**Work to do:**
Return the stretch of entries from the line containing "Can you find the black boot?" through the line containing "[[442, 16]]", both included, copied verbatim.

**Record list:**

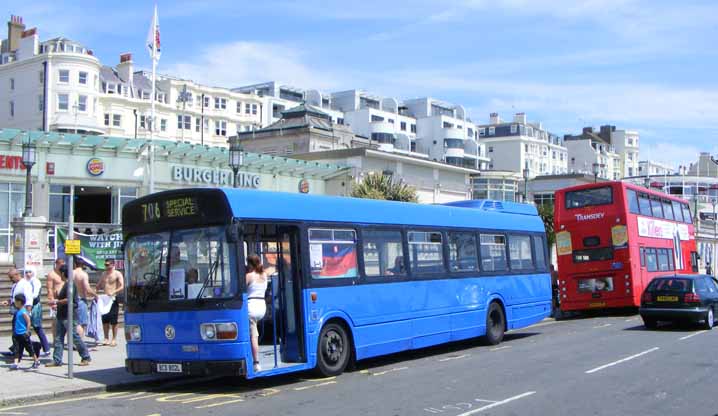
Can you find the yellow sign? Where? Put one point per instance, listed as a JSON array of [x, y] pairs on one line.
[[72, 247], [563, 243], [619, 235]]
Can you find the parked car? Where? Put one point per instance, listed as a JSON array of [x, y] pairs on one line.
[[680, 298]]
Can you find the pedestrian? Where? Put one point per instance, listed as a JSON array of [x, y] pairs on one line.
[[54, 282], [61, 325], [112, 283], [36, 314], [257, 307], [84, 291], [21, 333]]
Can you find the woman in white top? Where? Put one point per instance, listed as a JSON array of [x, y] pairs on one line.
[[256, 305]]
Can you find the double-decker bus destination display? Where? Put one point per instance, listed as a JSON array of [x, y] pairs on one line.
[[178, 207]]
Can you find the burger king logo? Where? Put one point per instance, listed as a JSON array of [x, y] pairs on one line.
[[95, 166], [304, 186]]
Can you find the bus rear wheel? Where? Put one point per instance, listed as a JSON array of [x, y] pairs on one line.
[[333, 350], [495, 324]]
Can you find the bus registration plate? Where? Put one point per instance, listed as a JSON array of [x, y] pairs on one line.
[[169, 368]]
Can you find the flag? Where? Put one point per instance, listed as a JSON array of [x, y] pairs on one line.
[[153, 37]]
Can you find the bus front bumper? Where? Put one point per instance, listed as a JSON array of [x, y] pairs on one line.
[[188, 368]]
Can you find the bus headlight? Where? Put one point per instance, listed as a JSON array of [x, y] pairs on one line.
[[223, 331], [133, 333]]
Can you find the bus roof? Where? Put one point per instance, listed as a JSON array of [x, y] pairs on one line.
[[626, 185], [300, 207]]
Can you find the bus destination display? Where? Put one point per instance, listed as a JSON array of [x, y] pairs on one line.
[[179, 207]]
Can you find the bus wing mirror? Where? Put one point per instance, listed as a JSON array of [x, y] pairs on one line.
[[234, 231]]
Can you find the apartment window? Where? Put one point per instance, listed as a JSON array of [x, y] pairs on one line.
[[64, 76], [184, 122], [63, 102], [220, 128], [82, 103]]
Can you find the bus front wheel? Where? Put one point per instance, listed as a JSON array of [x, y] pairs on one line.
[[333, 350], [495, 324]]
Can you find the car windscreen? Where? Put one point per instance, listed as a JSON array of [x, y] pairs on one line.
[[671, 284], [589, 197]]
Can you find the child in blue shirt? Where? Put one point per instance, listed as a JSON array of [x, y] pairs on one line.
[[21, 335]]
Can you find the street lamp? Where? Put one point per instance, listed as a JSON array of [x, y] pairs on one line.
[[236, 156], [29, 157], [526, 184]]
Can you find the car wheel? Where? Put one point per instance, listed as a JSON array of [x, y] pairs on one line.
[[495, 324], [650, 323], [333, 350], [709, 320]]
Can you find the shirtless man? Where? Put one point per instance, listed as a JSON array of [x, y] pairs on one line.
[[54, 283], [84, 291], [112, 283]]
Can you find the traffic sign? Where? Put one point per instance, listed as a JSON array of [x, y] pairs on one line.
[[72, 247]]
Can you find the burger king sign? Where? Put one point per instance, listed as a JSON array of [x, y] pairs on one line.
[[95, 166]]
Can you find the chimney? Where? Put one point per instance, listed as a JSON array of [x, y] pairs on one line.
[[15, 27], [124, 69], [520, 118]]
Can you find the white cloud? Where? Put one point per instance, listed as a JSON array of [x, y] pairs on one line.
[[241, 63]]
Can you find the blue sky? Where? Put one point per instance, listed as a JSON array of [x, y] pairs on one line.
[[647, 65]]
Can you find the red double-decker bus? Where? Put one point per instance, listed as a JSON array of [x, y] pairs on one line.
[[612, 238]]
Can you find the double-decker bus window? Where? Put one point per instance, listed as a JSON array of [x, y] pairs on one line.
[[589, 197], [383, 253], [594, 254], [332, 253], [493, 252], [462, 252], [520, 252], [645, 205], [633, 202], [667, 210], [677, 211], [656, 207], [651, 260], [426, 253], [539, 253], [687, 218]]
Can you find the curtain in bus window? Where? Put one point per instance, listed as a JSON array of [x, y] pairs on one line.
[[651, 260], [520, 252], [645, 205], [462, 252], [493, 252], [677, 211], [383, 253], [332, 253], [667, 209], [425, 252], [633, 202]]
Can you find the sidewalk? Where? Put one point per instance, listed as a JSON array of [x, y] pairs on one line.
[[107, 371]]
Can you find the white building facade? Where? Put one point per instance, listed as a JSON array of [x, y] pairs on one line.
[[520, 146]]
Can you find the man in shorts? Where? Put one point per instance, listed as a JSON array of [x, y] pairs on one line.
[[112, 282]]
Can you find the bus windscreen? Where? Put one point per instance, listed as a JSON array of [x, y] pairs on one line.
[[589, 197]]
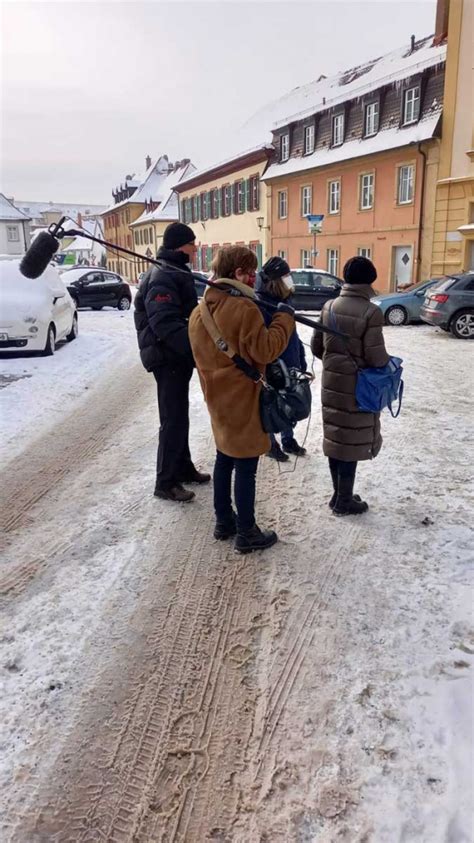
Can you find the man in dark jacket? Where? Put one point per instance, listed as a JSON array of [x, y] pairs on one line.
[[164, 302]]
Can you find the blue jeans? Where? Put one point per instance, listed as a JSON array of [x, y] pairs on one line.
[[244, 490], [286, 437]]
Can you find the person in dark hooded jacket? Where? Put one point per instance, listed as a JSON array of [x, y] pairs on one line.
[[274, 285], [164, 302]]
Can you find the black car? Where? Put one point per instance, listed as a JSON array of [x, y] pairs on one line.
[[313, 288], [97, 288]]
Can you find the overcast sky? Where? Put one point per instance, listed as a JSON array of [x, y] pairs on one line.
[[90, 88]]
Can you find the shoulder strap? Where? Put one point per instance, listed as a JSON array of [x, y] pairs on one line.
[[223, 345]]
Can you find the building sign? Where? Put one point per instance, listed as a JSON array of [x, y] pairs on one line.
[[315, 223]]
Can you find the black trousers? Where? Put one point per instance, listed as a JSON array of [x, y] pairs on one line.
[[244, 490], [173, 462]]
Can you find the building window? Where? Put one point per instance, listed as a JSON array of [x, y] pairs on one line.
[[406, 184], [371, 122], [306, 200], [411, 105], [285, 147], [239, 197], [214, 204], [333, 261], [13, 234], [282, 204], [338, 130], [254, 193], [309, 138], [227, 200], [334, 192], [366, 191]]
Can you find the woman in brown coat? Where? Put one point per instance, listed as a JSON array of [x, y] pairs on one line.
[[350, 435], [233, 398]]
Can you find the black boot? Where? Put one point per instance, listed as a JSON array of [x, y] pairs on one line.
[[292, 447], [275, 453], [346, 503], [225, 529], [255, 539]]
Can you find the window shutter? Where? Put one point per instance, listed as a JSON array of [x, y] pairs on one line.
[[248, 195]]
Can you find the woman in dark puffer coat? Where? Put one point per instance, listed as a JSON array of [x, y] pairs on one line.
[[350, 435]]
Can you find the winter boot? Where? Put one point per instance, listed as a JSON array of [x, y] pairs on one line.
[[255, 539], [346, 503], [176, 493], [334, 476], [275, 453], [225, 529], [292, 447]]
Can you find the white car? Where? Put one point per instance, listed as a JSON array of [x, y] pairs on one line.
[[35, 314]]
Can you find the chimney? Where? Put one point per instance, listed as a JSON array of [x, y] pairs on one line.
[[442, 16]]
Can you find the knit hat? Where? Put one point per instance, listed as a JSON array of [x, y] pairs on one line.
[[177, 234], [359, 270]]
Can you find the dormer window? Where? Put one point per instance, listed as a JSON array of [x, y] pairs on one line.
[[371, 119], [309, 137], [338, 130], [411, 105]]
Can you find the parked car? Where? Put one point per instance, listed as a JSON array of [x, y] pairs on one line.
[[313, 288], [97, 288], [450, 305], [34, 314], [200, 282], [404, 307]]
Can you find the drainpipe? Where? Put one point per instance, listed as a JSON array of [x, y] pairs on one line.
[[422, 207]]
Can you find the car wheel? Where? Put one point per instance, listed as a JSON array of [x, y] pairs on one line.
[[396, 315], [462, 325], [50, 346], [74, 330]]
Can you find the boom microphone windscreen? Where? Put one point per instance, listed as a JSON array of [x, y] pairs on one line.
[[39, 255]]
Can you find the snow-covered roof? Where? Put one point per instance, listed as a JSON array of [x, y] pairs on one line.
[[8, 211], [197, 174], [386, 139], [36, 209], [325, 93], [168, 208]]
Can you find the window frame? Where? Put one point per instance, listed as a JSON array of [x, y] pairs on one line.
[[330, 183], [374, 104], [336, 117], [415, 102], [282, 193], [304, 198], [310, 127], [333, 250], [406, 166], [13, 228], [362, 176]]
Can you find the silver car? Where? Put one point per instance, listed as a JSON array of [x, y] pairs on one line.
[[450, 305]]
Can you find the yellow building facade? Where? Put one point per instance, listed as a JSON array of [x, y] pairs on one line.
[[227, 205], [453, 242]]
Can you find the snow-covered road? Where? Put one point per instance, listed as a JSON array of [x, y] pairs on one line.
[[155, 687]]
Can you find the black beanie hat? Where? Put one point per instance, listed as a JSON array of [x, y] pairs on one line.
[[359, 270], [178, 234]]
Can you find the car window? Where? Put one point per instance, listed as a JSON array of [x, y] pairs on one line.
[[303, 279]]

**Exercise solution:**
Can you find the black boot? Where? Put one point per instance, listed as a JSON array of [x, y] pairs on one line.
[[292, 447], [275, 453], [346, 503], [225, 529], [255, 539]]
Can you find the window shutter? Where? Put one point per instance, listed as a JSON array of [x, y] pairs on one line.
[[248, 195]]
Can you find the woman in dark puffer coat? Where? Put one point per instance, listed as a JSON array of [x, y] pairs on one line.
[[350, 435]]
Can you find the winter boot? Where? Put one point per instance, listed as a JSON array of [x, y] pairs on one line.
[[255, 539], [346, 503], [176, 493], [334, 476], [275, 453], [225, 529], [292, 447]]
Can you find the white car? Where? Put one point per instance, listed as a JSON array of [x, y] pairs on one line.
[[35, 314]]
Can you find the chimney? Where? Put one point per instance, listed as a JSON array of [x, y] pairs on one line.
[[442, 16]]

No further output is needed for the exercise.